** Document segment follows **

In 2021 the standard deduction is $12,550 for singles filers and married filing separately, $25,100 for joint filers and $18,800 for head of household.

Filing status

2020 tax year

2021 tax year

Single

$12,400

$12,550

Married, filing jointly

$24,800

$25,100

Married, filing separately

$12,400

$12,550

Head of household

$18,650

$18,800

How the standard deduction works

Even if you have no other qualifying deductions or tax credits, the IRS lets you take the standard deduction on a no-questions-asked basis. The standard deduction reduces the amount of income you have to pay taxes on.

  • You can either take the standard deduction or itemize on your tax return — you can't do both. Itemized deductions are basically expenses allowed by the IRS that can decrease your taxable income.

  • Taking the standard deduction means you can't deduct home mortgage interest or take the many other popular tax deductions — medical expenses or charitable donations, for example. (But if you itemize, you should hang onto records supporting your deductions in case the IRS decides to audit you.)

Two more notes:

  • The standard deduction is $1,300 higher for those who are over 65 or blind; it's $1,650 higher if also unmarried and not a surviving spouse (in 2021, that part rises to $1,700).

  • If someone can claim you as a dependent, you get a smaller standard deduction.

When to claim the standard deduction

  • Here’s the bottom line: If your standard deduction is less than your itemized deductions, you probably should itemize and save money. If your standard deduction is more than your itemized deductions, it might be worth it to take the standard and save some time.

  • Try this quick check. Although using the standard deduction is easier than itemizing, if you have a mortgage or home equity loan it’s worth seeing if itemizing would save you money. Use the numbers you find on IRS Form 1098, the Mortgage Interest Statement (you typically get this from your mortgage company at the end of the year). Compare your mortgage interest deduction amount to the standard deduction. Property taxes, state income taxes or sales taxes, and charitable donations can be deductible, too, if you itemize.

  • Run the numbers both ways. If you’re using tax software, it’s probably worth the time to answer all the questions about itemized deductions that might apply to you. Why? The software (or your tax pro) can run your return both ways to see which method produces a lower tax bill. Even if you end up taking the standard deduction, at least you’ll know you’re coming out ahead.

** End of Document segment **

• **Required action A**
In the passage on the standard deduction, what was the 2021 standard deduction for head of household filers?
• **Required action B**
Pull out the stretch of the passage on the standard deduction from "In 2021 the" through "head of household.", word for word.

** Available data follows **

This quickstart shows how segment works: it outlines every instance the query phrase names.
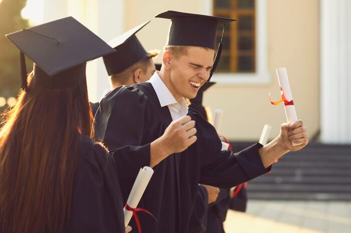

** End of Available data **

• **Answer A**
$18,800

• **Answer B**
In 2021 the standard deduction is $12,550 for singles filers and married filing separately, $25,100 for joint filers and $18,800 for head of household.